#### Required task
Reproduce the records below word for word, beginning with the line that contains "of the guardrail" and continuing through the last line of the records.

※

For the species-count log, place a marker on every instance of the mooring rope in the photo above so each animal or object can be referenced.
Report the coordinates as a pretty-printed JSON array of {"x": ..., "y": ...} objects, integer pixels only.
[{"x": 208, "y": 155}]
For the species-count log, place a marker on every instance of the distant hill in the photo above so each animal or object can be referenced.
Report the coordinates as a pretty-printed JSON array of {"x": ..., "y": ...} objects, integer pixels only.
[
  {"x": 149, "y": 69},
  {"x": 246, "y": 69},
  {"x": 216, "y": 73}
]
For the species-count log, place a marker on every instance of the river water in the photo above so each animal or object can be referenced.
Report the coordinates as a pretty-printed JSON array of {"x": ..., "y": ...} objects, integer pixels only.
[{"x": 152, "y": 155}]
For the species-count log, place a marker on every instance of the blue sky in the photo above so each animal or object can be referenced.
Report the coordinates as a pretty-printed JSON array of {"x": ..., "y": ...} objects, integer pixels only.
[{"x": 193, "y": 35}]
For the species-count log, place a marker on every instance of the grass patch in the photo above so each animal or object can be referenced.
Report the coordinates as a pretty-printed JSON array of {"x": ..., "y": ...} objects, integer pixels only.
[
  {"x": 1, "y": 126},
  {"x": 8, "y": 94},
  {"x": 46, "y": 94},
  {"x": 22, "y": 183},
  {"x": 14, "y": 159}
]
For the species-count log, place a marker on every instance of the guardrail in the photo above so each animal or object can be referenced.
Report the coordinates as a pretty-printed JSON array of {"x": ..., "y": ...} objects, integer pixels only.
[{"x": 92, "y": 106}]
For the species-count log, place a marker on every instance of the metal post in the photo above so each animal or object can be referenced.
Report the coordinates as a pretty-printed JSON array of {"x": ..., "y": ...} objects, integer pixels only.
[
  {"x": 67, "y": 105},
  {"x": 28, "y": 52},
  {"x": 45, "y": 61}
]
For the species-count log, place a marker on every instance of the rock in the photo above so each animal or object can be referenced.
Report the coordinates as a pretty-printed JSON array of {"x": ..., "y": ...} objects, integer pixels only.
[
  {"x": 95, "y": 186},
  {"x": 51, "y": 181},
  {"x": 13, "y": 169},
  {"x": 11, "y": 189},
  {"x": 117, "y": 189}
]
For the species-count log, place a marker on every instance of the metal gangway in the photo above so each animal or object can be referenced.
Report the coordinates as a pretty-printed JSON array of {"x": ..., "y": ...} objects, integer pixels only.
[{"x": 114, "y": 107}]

※

#### Response for this exercise
For the species-count log, place a marker on every instance of the guardrail in the photo above so each animal or object can be referenced.
Report the coordinates as a pretty-printed JSON array of {"x": ..., "y": ...} objects, integer pixels only.
[{"x": 92, "y": 106}]
For the species-count log, place a marker on every instance of the metal post in the photo above so each animal or object can be referenced.
Report the coordinates as a pretty-printed JSON array of {"x": ..., "y": ...} objects, integer pixels only.
[
  {"x": 67, "y": 105},
  {"x": 28, "y": 52},
  {"x": 45, "y": 61}
]
For the species-count log, place a marker on every instance of the rock in the photo above so each animal or object can be referenced.
Report the coordinates as a pretty-printed JSON array of {"x": ..., "y": ...} objects, integer pixels only.
[
  {"x": 95, "y": 186},
  {"x": 51, "y": 181},
  {"x": 13, "y": 169},
  {"x": 11, "y": 189},
  {"x": 117, "y": 189}
]
For the species-count log, place a marker on every instance of the metal gangway in the photo above so each animal or object can be referenced.
Report the coordinates as a pretty-printed JSON array of {"x": ..., "y": ...} objects, integer pixels only.
[{"x": 114, "y": 107}]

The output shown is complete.